Records for this task:
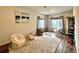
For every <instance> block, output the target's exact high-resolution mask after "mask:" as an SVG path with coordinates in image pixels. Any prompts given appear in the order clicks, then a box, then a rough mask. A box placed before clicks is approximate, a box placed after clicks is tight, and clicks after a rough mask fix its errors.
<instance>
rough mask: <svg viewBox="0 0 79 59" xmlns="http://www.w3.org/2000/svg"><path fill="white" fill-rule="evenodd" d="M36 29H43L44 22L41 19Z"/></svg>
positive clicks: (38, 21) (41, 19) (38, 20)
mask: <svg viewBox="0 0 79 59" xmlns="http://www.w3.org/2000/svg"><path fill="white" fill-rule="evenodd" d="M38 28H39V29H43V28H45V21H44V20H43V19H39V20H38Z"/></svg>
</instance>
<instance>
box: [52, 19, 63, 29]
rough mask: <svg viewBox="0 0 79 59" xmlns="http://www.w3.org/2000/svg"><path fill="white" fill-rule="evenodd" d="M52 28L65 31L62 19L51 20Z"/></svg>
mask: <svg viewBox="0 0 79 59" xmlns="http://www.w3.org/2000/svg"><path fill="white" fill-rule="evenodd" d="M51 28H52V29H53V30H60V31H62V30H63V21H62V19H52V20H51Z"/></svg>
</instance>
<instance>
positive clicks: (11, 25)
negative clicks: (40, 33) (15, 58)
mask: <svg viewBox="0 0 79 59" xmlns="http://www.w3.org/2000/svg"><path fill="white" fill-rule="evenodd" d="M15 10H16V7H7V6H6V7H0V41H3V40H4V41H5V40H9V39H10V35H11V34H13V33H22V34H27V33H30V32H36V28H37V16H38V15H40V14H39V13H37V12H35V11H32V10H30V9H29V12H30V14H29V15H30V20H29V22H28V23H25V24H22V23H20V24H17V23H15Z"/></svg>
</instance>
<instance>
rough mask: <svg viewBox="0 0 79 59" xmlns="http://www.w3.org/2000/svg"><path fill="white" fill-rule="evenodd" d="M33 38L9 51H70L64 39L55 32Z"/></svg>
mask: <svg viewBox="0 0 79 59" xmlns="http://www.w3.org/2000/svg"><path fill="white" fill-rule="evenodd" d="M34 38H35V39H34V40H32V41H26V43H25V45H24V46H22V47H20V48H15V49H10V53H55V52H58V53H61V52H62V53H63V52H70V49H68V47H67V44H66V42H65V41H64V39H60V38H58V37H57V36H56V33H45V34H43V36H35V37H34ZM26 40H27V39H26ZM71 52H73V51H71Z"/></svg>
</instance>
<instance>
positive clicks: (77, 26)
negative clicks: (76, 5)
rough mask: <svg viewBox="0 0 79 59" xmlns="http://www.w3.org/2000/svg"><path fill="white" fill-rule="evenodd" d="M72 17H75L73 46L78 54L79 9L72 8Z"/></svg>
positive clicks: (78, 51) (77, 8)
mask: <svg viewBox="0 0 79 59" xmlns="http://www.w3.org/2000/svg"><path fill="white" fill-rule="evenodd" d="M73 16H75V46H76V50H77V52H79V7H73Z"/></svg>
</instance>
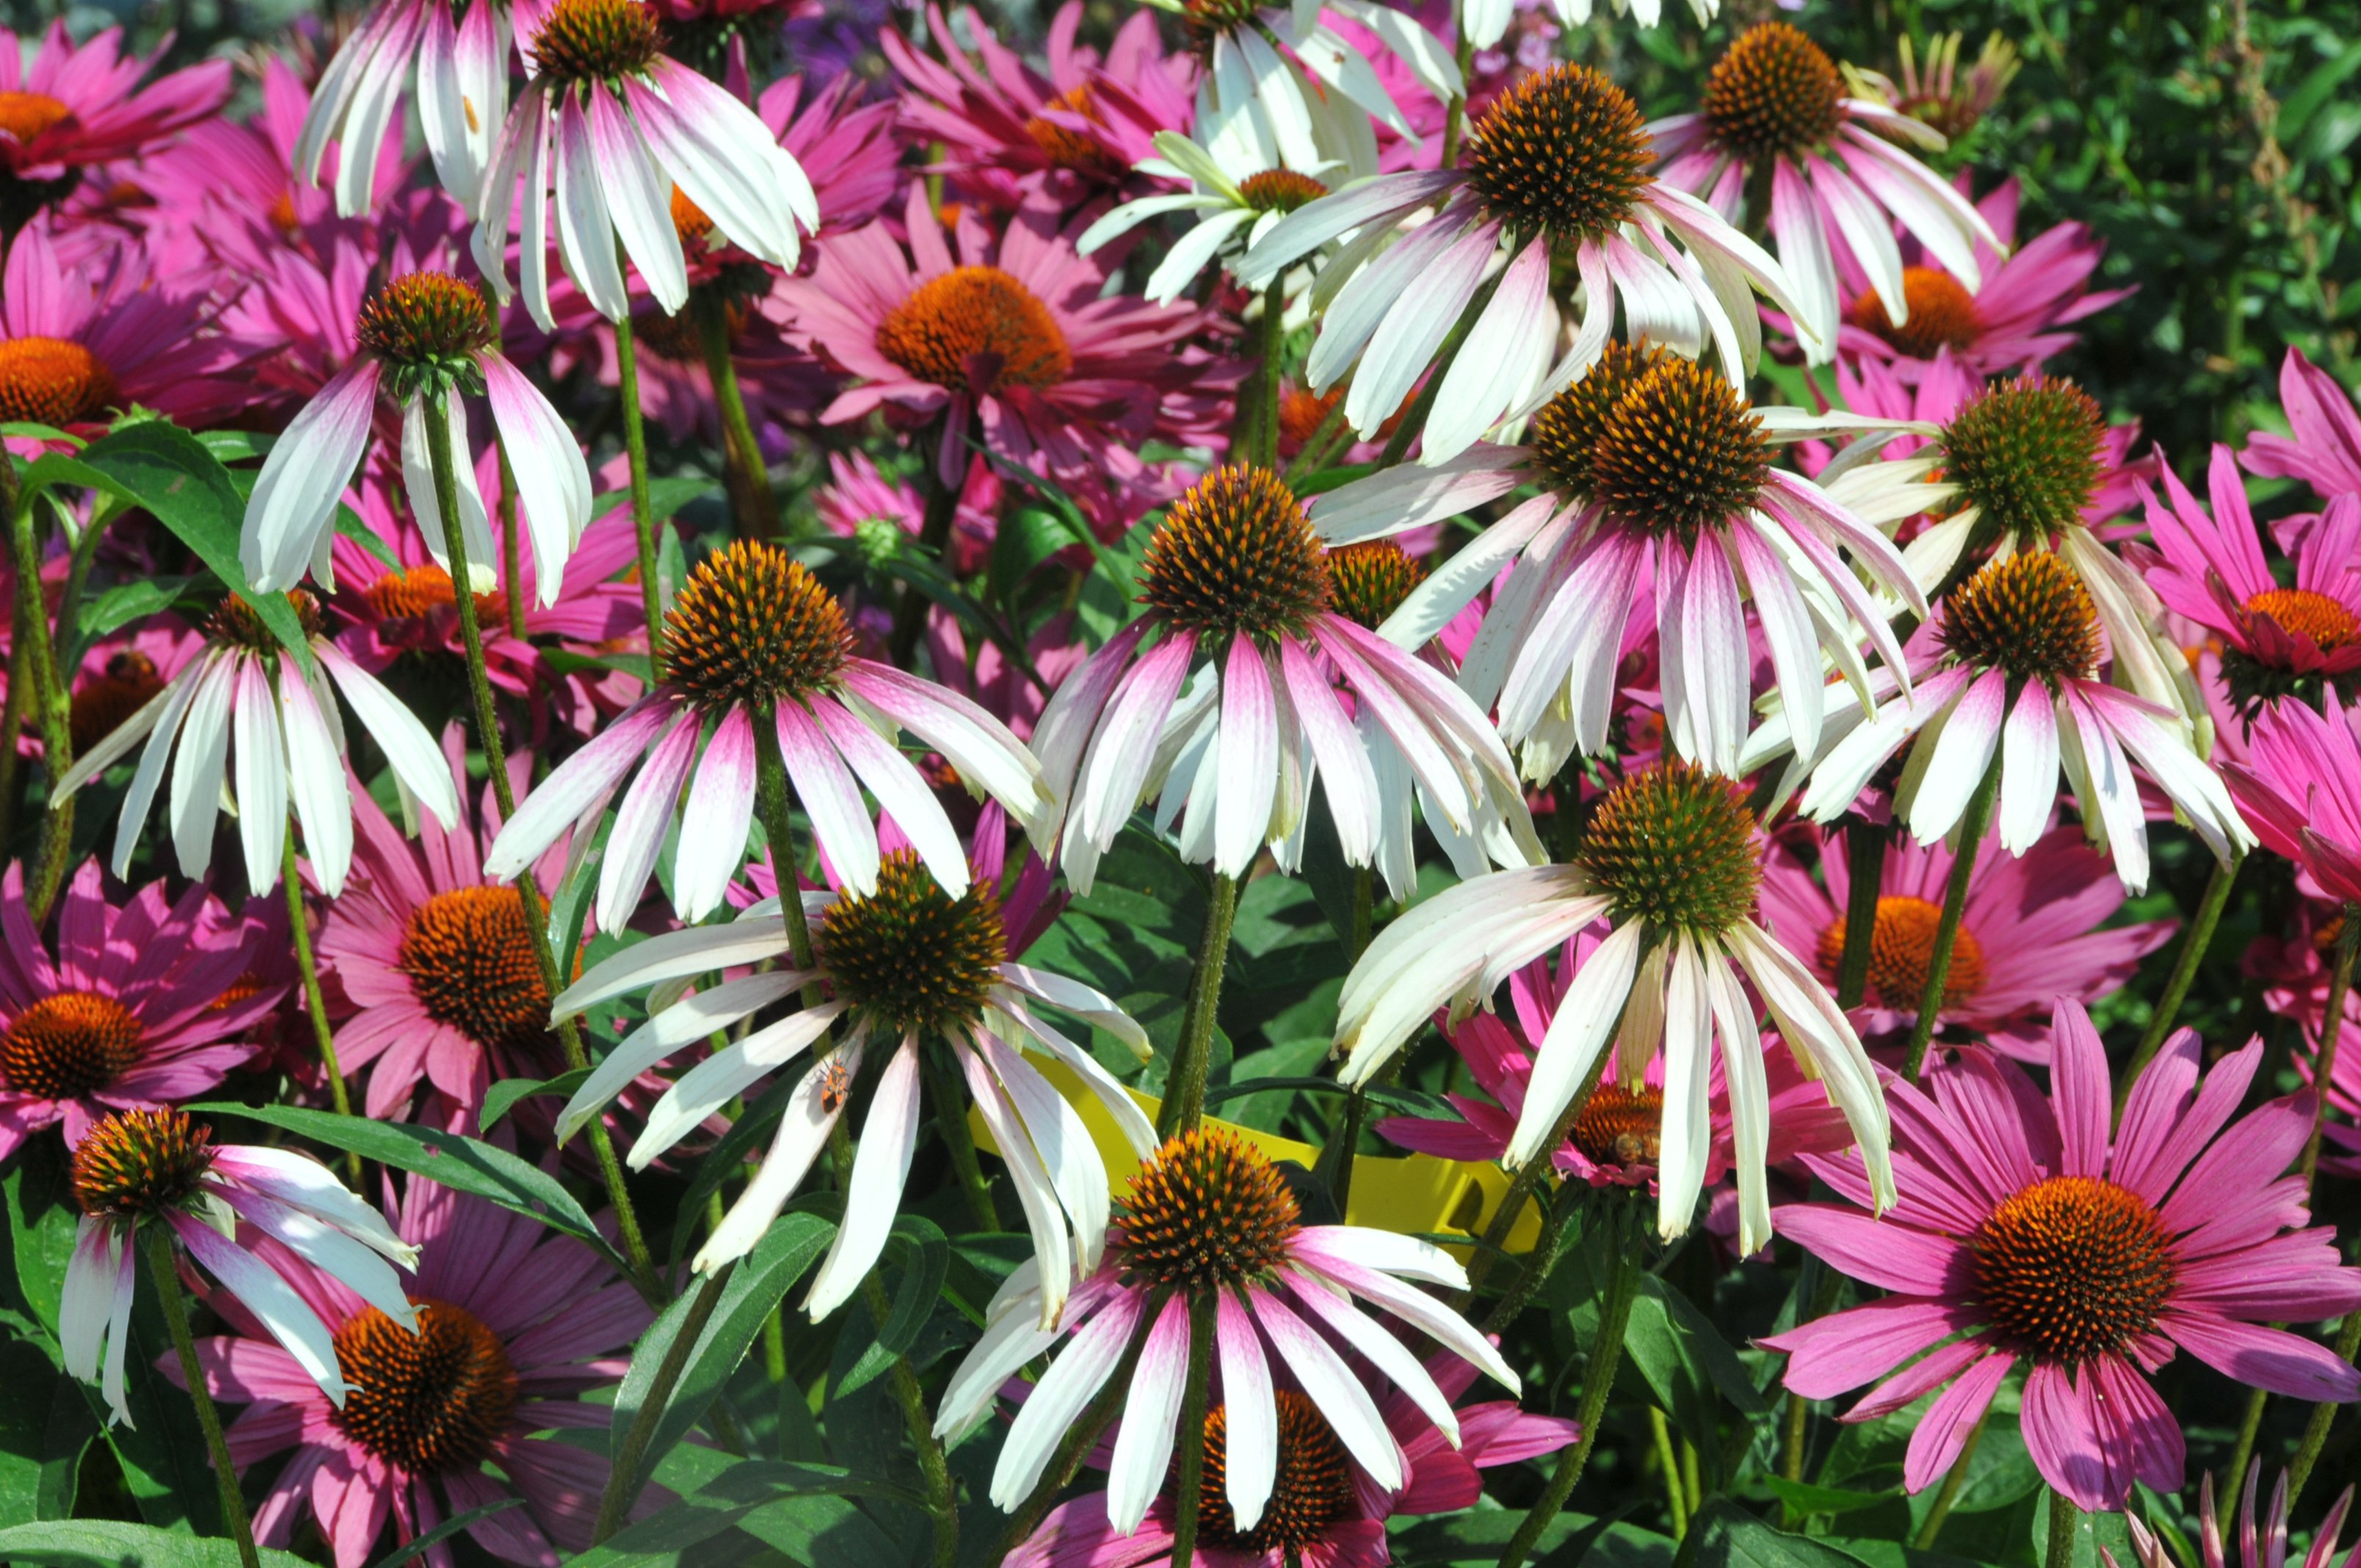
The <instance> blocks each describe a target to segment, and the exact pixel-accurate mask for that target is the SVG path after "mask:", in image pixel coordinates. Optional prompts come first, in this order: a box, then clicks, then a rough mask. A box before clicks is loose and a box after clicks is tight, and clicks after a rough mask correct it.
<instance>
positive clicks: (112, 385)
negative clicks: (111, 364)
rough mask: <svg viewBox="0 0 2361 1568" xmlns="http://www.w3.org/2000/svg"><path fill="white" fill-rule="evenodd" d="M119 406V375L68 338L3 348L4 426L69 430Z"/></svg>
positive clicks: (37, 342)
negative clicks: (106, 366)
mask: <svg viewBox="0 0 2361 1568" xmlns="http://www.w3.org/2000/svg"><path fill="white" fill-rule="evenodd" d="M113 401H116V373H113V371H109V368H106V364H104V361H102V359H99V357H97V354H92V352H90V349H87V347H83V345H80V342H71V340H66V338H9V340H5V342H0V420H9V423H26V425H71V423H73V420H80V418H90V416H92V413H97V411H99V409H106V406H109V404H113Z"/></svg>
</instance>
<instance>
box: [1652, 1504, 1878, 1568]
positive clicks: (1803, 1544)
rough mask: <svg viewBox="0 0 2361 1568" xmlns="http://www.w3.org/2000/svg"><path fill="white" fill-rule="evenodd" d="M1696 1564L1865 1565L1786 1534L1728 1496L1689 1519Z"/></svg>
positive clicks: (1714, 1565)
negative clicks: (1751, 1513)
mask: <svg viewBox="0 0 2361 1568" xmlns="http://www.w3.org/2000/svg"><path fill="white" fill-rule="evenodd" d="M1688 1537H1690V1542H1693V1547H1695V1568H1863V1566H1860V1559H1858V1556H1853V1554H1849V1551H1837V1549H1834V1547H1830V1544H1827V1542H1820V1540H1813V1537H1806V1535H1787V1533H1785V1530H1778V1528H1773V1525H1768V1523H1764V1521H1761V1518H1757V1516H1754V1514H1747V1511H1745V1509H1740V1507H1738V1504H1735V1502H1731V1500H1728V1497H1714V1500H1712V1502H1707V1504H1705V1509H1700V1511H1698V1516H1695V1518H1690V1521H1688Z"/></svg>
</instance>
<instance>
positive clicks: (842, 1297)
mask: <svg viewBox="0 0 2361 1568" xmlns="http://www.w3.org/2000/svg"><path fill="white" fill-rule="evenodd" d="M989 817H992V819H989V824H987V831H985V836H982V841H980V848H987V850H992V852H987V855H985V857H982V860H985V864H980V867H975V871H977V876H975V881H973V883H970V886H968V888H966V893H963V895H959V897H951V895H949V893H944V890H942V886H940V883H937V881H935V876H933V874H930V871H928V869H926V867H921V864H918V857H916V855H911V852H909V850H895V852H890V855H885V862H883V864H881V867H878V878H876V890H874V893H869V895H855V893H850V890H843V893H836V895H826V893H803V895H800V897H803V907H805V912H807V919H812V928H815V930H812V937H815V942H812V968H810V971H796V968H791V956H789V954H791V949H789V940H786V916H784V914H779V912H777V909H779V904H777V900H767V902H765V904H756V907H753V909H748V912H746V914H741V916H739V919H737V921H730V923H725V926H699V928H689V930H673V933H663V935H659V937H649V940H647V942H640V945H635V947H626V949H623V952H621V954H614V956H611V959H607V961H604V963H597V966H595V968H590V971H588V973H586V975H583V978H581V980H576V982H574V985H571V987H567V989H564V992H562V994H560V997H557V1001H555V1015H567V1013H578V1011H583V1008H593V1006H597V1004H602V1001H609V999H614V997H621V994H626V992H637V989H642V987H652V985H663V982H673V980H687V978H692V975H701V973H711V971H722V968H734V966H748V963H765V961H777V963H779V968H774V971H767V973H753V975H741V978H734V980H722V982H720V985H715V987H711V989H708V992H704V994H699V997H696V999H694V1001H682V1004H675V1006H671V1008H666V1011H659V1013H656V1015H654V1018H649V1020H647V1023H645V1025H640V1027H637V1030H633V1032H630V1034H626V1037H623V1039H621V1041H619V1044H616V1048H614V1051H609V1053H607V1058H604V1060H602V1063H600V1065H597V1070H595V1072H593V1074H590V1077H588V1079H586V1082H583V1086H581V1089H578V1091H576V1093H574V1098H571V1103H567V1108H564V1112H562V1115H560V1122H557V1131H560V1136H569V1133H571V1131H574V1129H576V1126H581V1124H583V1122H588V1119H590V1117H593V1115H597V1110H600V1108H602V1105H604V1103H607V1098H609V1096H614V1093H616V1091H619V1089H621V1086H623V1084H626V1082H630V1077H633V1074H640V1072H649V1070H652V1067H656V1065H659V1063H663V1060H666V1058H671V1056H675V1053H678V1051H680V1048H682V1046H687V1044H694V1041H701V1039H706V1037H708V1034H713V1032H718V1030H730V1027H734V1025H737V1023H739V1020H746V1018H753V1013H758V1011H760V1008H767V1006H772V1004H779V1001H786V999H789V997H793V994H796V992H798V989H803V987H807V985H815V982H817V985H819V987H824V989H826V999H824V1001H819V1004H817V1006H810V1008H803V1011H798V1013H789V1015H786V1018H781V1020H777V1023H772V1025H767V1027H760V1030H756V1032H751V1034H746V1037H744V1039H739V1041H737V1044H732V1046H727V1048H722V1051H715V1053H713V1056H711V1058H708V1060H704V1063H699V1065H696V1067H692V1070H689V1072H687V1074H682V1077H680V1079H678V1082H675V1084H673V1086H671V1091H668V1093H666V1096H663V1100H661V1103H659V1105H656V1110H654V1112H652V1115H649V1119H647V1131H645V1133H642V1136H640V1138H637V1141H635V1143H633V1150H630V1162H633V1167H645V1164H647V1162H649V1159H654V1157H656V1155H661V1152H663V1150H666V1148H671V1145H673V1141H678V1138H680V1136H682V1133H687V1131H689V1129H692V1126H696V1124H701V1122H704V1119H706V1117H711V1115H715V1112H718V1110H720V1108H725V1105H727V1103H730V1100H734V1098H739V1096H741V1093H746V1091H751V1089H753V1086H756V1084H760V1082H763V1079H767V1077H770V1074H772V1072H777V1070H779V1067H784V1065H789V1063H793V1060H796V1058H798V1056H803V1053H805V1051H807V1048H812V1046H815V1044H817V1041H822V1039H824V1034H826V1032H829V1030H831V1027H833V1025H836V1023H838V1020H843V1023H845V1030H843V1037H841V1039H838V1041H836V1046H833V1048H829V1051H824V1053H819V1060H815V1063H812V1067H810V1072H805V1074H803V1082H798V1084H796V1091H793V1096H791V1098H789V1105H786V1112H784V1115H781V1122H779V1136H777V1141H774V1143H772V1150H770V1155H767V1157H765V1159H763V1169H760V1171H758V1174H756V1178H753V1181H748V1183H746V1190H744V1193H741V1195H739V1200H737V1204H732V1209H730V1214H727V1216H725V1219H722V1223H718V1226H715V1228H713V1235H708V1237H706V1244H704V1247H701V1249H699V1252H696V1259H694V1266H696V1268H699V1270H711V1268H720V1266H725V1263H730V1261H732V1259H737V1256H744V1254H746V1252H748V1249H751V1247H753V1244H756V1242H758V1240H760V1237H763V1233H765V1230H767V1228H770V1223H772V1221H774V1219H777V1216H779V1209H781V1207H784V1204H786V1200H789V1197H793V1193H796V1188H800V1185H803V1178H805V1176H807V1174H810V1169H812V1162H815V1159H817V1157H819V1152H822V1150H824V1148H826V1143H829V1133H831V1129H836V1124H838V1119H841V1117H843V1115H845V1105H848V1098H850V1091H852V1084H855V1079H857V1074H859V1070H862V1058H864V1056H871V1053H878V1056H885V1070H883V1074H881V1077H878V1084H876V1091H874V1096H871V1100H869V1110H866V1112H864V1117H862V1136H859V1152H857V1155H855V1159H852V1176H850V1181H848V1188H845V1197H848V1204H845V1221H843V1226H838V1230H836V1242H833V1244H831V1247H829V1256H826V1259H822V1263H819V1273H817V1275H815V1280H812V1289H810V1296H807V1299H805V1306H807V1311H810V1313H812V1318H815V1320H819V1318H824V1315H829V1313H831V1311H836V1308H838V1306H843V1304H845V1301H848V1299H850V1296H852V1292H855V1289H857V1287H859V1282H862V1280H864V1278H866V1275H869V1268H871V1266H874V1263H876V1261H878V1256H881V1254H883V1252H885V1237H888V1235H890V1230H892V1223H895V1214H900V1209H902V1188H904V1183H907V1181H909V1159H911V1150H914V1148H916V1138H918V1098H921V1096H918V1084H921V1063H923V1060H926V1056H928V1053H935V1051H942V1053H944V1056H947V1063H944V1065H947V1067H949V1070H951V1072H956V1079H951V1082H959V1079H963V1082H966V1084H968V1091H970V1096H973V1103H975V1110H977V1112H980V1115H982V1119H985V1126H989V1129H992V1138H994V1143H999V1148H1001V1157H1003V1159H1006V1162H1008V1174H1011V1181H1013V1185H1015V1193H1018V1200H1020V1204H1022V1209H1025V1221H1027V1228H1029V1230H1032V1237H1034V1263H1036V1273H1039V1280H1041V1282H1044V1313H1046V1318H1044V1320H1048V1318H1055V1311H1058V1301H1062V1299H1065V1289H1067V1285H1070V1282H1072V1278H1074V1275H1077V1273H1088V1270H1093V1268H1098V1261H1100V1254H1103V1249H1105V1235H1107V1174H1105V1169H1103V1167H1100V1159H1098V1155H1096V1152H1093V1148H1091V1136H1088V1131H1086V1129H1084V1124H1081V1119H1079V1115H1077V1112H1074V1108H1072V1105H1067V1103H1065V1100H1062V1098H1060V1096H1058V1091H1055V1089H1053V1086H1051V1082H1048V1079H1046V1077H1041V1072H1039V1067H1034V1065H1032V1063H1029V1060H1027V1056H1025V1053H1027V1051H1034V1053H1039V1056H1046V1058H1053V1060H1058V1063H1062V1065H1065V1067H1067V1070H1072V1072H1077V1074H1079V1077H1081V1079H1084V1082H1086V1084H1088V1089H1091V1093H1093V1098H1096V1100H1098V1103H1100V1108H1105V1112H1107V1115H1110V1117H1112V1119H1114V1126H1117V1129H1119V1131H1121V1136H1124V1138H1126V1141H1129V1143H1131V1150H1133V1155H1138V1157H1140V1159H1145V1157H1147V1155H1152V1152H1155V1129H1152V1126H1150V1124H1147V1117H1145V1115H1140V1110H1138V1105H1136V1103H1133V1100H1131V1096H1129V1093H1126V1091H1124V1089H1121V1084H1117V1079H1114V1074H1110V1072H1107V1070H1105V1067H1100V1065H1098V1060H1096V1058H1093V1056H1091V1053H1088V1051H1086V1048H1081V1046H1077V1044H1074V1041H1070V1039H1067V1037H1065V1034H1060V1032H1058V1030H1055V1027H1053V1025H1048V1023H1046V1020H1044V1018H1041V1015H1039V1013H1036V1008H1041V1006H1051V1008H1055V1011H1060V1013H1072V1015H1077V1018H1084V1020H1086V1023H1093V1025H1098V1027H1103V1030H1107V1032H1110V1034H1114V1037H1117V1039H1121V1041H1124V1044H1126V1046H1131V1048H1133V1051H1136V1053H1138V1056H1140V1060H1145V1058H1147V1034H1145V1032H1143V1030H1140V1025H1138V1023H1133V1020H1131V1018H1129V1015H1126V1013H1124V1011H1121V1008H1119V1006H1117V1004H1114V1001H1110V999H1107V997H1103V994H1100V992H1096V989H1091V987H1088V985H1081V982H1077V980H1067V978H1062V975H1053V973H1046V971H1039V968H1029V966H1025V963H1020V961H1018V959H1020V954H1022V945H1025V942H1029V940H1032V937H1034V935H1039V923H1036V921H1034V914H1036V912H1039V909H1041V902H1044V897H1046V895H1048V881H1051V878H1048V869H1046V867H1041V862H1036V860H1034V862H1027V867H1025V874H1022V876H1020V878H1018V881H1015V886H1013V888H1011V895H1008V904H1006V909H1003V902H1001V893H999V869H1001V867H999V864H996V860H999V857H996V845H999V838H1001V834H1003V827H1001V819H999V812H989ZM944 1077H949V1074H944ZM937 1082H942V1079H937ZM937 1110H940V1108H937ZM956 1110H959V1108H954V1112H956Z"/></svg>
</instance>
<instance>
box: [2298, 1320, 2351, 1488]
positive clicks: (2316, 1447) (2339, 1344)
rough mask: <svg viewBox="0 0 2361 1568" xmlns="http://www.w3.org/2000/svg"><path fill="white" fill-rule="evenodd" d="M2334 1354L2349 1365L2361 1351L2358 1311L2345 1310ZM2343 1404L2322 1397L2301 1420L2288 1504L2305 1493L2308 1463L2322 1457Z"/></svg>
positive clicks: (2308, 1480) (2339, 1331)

What to produce: Express the records as a JSON list of strings, one string per line with blank lines left out, starting at the beginning of the records and going on through the line that contains "positive clicks: (38, 21) (41, 19) (38, 20)". Leave the pictures out of the answer.

Exercise output:
[
  "For every <instance> block, output the target's exact high-resolution mask after \"mask:\" as an SVG path with coordinates in image pixels. Any prompts given appear in the order clicks, then a box, then a rough mask. A box placed before clicks is approximate, a box placed after clicks is tight, and clicks after a rough mask fix its errors.",
  "<instance>",
  "rough mask: <svg viewBox=\"0 0 79 59\" xmlns=\"http://www.w3.org/2000/svg\"><path fill=\"white\" fill-rule=\"evenodd\" d=\"M36 29H43L44 22L41 19Z\"/></svg>",
  "positive clicks: (38, 21) (41, 19) (38, 20)"
]